Goal of the exercise: Repeat the part of the entries that opens with the line containing "white wall in" and closes with the line containing "[357,201,389,226]", requests included, adding 111 to every bounding box coordinate in the answers.

##########

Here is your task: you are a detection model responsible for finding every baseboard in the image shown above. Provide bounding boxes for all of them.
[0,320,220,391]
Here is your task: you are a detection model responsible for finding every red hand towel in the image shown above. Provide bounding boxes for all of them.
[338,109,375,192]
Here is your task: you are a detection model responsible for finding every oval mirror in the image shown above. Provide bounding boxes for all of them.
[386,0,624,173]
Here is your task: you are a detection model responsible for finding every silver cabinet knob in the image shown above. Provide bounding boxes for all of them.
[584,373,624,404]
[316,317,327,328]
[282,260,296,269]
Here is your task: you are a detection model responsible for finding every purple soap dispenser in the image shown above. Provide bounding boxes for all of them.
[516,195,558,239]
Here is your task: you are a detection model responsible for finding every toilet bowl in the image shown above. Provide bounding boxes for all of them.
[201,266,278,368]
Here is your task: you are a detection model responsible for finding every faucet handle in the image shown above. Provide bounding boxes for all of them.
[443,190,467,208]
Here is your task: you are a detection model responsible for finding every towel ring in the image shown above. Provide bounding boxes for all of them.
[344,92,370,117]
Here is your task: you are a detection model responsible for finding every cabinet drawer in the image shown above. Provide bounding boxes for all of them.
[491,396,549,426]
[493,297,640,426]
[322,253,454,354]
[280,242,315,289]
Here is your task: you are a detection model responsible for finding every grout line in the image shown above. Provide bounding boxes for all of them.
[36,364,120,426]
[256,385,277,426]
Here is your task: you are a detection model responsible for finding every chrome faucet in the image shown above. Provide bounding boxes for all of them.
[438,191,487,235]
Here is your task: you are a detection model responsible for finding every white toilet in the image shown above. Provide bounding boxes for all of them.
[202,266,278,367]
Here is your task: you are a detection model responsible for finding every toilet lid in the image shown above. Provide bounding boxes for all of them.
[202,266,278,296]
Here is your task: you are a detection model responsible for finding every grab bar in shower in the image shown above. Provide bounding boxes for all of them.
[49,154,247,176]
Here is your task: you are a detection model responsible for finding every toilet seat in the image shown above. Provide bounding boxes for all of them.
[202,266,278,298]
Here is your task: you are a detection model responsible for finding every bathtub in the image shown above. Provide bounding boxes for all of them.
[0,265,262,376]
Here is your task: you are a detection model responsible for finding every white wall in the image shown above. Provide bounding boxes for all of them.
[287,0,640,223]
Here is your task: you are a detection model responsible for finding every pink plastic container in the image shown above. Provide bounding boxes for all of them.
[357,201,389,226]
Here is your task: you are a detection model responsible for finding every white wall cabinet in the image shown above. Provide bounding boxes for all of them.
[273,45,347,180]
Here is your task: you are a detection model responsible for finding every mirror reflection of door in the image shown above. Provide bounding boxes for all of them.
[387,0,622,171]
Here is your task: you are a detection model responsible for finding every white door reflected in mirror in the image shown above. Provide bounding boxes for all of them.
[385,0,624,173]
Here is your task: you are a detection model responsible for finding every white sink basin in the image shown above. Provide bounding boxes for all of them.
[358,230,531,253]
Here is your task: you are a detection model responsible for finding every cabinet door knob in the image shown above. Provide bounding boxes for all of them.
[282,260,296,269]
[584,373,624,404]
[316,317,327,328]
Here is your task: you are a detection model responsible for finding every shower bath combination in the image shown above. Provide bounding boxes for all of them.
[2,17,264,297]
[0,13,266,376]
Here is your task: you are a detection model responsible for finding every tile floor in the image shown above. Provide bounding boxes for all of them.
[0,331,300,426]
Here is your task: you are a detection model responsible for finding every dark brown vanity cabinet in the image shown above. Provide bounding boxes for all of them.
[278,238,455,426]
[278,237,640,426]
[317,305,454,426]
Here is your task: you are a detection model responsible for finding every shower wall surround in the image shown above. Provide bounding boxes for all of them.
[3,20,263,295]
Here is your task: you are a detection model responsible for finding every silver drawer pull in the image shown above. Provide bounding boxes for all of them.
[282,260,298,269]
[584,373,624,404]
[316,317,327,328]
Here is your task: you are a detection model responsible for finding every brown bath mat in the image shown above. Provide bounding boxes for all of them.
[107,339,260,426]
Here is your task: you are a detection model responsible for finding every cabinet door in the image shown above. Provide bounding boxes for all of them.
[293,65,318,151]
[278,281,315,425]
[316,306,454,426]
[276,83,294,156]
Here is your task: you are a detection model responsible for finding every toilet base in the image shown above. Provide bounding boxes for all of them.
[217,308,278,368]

##########

Finished exercise:
Here is your task: you are a detection model responsible for finding every white wall in the image shown above. Provide bounding boxes for all of them.
[398,111,751,334]
Here is your task: you are a detection model responsible for finding every pink plastic container in the image shown above. Provide bounding boxes for all of them.
[468,312,500,337]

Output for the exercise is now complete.